Short problem: Convert every line of the records below into a JSON list of strings, with one string per line and no entries for blank lines. Leave the pictures out of the list.

--- START Input records ---

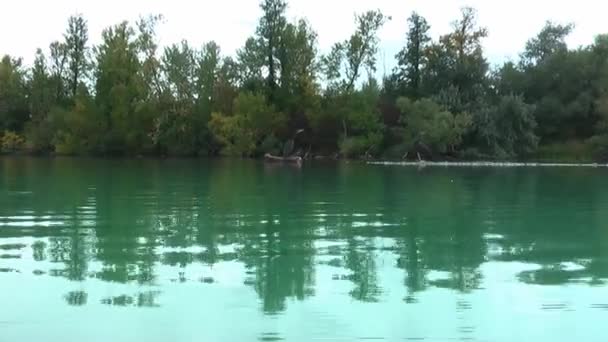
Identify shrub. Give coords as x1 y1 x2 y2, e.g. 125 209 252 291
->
0 131 25 152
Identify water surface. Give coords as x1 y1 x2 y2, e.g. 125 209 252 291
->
0 158 608 342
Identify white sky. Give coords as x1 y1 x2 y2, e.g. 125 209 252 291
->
0 0 608 72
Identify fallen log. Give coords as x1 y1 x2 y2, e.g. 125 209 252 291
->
264 153 302 165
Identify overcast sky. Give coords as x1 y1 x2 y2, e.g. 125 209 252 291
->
0 0 608 72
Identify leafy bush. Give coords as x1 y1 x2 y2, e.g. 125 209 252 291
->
0 131 25 152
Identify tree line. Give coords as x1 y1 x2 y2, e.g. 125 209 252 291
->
0 0 608 160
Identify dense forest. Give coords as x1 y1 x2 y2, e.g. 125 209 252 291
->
0 0 608 161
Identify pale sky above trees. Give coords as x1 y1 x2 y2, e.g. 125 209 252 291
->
0 0 608 69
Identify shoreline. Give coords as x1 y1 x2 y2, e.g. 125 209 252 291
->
0 152 608 168
367 161 608 168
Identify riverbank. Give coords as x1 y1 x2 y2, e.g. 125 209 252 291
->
367 161 608 168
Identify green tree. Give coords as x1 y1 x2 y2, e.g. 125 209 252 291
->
95 22 154 153
422 7 488 113
475 95 539 159
395 12 431 99
209 92 287 157
64 15 89 97
256 0 287 101
0 55 29 132
397 97 472 153
26 49 55 152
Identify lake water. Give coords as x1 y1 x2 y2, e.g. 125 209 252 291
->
0 158 608 342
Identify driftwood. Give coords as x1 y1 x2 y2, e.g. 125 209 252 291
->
264 153 302 165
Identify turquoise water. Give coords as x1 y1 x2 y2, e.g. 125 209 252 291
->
0 158 608 342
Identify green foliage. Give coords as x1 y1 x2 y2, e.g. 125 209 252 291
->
0 56 29 132
397 97 472 153
0 0 608 159
395 12 431 99
0 131 25 152
209 93 286 157
475 95 538 159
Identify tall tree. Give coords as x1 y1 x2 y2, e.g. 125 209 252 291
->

--- END Input records ---

Exercise output:
[
  "Identify shrub. Give coords as x1 y1 x2 y2, e.g. 125 209 252 291",
  "->",
  "0 131 25 152",
  "Identify water surface. Give coords as x1 y1 x2 y2, e.g. 125 209 252 291",
  "->",
  "0 158 608 342",
  "Identify white sky. Give coords as x1 y1 x2 y2, e.g. 125 209 252 291",
  "->",
  "0 0 608 72",
  "Identify fallen log. Give coords as x1 y1 x2 y2, e.g. 125 209 252 291",
  "->",
  "264 153 302 165",
  "Identify overcast sky. Give coords as x1 y1 x2 y2, e.g. 125 209 252 291",
  "->",
  "0 0 608 72",
  "Identify leafy bush. Give coords as x1 y1 x2 y2, e.g. 125 209 252 291",
  "->",
  "0 131 25 152",
  "Identify tree line. Give coords as x1 y1 x2 y2, e.g. 125 209 252 291",
  "->",
  "0 0 608 160",
  "Identify dense forest. Give coords as x1 y1 x2 y2, e.g. 125 209 252 291",
  "->",
  "0 0 608 161",
  "Identify pale sky above trees. Give coords as x1 y1 x2 y2, e.g. 125 209 252 291",
  "->",
  "0 0 608 69",
  "Identify shoreline. Give coords as x1 y1 x2 y2, e.g. 125 209 252 291",
  "->",
  "0 152 608 168",
  "367 161 608 168",
  "Identify riverbank. Give coords as x1 y1 x2 y2, e.g. 125 209 252 291",
  "->",
  "367 161 608 168",
  "Identify green tree. Give coords as x1 y1 x2 y2, e.g. 125 209 252 291",
  "->",
  "95 22 154 153",
  "422 7 488 113",
  "475 95 539 159",
  "395 12 431 99",
  "209 92 287 157",
  "64 15 89 97",
  "256 0 287 101",
  "0 55 29 132",
  "397 97 472 153",
  "26 49 55 152",
  "Identify lake water. Give coords as x1 y1 x2 y2, e.g. 125 209 252 291",
  "->",
  "0 158 608 342",
  "Identify driftwood. Give coords as x1 y1 x2 y2, e.g. 125 209 252 291",
  "->",
  "264 153 302 165",
  "Identify turquoise water. Give coords as x1 y1 x2 y2, e.g. 125 209 252 291",
  "->",
  "0 158 608 342",
  "Identify green foliage. Give coords as x1 y1 x2 y2, e.g. 125 209 252 291",
  "->",
  "0 56 29 132",
  "397 97 472 153",
  "0 0 608 159",
  "395 12 431 99",
  "0 131 25 152",
  "209 93 286 157",
  "475 95 538 159",
  "Identify tall tree. Give coords as x1 y1 x2 y2, e.g. 125 209 252 291",
  "->"
]